Instructions to follow: In the forum post on handling "give me a list of X" questions, how many of the 20 requirements listed in the source will the answer include at best?

Passage for review:
=== Begin Enclosure ===

Anyone have tips on how to approach the “give me a list of X” type questions?
I found that semantic search is not enough for these, because of its “retrieve top-k” nature. If details are scattered throughout multiple pages in the document (or many documents), typical RAG + semantic search is not enough.
Example:
- List all the requirements for X listed in this document (fails especially if the details of each requirement is long, and requirements are spread across multiple pages). At best, it will list 5 out of 20 requirements listed in the source bc it uses the top N chunks for the answer.
- Summarize this document (gives a convincing answer, but doesn’t always capture all the key points before generating a summary)
Things I’ve tried:
- LLM chaining
- ex. “List all the requirements for X”
- step 1: loop thru all chunks/pages → GPT adds to a list of requirements any time it sees a new requirement it hasn’t seen before
- step 2: do a top-k search for each requirement in list from step 1
- business logic (“give me a list of requirements for X” → filter chunks by metadata X → retrieval on the filtered chunks)
- for my use case, there is a limited set of “list x” type of questions. I could scan the entire document and calculate it ahead of time, since it’s slow/expensive at search time.
Things I’m considering (but require a lot of research):
- Create knowledge graph of the document (create entities, then create a graph of chunks linked together based on those entities and their relationships. Use GPT to create entities from the chunks in a data pre-processing step)
- Agents. Incorporate ReAct type prompting/chaining. I heard these are hard to debug and unreliable for the most part. Would love more data points here.

=== End Enclosure ===

Text-to-region grounding data
=== Begin Enclosure ===

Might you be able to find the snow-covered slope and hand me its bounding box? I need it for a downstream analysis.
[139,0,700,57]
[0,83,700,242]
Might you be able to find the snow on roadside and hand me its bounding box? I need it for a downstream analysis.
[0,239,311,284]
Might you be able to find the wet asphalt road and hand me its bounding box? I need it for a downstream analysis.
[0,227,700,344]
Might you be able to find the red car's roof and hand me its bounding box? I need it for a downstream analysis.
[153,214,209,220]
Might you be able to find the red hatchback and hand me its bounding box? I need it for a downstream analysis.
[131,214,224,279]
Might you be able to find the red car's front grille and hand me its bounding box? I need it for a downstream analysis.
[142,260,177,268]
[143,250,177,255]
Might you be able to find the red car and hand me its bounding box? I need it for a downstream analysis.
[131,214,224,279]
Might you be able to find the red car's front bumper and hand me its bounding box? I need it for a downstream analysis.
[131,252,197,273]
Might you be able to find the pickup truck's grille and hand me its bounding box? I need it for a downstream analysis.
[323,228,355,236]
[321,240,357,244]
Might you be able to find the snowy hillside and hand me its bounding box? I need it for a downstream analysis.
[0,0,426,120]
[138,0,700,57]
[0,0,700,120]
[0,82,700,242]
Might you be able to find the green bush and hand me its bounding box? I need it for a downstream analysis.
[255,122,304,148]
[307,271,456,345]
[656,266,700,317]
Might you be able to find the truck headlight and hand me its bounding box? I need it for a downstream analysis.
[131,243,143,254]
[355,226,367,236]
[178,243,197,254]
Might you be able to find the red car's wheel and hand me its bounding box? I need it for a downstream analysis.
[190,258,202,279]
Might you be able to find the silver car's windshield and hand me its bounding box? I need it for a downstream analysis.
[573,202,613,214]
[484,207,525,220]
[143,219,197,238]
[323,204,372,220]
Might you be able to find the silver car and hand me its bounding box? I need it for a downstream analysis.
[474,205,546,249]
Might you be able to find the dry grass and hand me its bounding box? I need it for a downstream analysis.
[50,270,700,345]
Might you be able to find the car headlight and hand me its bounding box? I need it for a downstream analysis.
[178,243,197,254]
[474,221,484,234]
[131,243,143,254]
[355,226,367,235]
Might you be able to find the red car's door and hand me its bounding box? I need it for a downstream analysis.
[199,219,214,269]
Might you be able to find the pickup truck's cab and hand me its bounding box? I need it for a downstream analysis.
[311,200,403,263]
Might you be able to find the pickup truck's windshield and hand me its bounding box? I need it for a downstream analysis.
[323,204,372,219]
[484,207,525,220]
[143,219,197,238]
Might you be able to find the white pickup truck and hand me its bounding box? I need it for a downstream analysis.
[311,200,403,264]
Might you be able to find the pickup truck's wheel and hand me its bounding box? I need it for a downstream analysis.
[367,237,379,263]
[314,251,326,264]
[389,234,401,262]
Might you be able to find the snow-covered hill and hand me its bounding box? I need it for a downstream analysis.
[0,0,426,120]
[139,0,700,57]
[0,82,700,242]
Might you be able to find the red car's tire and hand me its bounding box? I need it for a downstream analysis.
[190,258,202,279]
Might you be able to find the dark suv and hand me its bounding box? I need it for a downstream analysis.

=== End Enclosure ===

Your solution: At best, it will list 5 of the 20 requirements.